### EXERCISE A
Answer these questions using the article about Margaret Wise Brown:
(i) What is the title of Amy Gary's biography of Brown?
(ii) Where was Brown working when she found that her stories engaged young children?
(iii) Which of her books came to her while she was skiing?
### EXERCISE B
Write a continuation of the article about Margaret Wise Brown, starting after its last sentence.

### READING PASSAGE
Your Child's Favorite Book Was Actually Written by a Woman Who Hates Kids

Goodnight Moon was my favorite book as a child, and in a hilarious turn of events, I just found out that the author actually hated kids. The classic book is a total staple on kiddo bookshelves all over the world with it's famous opening line ("In the great green room . . . ") and adorable illustrations, but as it turns out, Margaret Wise Brown didn't always want to be a children's book writer.

Revealed in Amy Gary's biography of Brown, In the Great Green Room, and reported on by the NY Post, Brown felt ignored as a child by her wealthy, distracted parents, which went on to affect her career. She aspired to be "America's next great novelist," but discovered while working at a school that her stories engaged and resonated with young children.

After she sold one of her stories to a major publishing company and became a success, she claimed that she "harbored a deep insecurity about her career" and eventually wanted to move on to write "real" literature, but felt held back by her childhood. "I hope to write something serious one day as soon as I have something to say," she said, "But I am stuck in my childhood, and that raises the devil when one wants to move on."

Although the ideas for her classic books came easily to her — The Runaway Bunny popped into her head while she was skiing — and were beloved by children, she herself wasn't especially taken with her demographic. "I don't especially like children . . . at least not as a group," she said. "I won't let anybody get away with anything just because he's little."

### MATERIAL PROVIDED
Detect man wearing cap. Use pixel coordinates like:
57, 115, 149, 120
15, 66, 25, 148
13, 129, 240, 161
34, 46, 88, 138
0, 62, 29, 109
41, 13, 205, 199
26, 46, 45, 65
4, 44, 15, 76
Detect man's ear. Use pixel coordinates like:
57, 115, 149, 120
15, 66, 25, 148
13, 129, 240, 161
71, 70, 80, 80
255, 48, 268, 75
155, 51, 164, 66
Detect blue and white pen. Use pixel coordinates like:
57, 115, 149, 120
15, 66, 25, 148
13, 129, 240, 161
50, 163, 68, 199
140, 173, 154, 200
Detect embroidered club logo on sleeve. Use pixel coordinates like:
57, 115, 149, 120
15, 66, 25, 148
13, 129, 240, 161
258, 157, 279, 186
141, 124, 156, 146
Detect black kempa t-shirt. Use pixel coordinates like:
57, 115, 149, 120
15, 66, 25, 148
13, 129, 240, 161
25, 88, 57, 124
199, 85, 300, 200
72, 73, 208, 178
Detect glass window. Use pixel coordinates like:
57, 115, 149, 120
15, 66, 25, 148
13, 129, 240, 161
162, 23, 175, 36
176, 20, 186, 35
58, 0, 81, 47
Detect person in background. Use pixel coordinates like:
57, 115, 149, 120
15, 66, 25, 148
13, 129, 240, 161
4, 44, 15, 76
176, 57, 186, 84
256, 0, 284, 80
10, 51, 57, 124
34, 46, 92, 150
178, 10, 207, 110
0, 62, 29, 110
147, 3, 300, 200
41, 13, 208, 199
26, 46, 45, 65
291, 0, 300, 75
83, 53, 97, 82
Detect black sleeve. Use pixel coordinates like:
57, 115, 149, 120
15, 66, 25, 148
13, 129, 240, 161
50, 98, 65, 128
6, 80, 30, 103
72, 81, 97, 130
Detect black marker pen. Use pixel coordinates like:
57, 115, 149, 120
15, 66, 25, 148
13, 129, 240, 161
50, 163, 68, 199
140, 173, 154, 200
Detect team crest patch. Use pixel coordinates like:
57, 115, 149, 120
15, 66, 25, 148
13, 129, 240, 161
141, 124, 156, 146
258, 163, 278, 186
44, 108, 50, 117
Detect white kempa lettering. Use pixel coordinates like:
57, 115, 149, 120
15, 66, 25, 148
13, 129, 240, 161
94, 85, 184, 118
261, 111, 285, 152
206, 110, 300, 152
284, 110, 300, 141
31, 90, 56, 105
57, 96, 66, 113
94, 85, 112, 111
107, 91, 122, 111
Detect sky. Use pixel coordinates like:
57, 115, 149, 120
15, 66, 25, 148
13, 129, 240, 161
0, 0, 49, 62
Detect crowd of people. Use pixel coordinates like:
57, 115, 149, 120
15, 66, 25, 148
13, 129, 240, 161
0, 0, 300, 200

### ANSWER AREA A
(i) In the Great Green Room
(ii) At a school
(iii) The Runaway Bunny

### ANSWER AREA B
Another surprising tidbit about Goodnight Moon involves its inspiration, which came after the breakup of a lesbian affair Brown was having with a married woman, Blanche Oelrichs, also known by the name Michael Strange. Heartbroken and recovering from a surgery, Brown took to her house in Maine and wrote a poem about a girl who finds comfort in her thoughts of her childhood room. Two years later and back with Strange again, "the poem returned to her in a dream" and went on to become Goodnight Moon.

Although Brown passed away as a result of a blood clot in 1952, Goodnight Moon was published for the first time in 1953. The timeless classic currently sells over 800,000 copies a year despite its bold author's dislike of children and its arguably unorthodox inspiration. Who would have thunk it?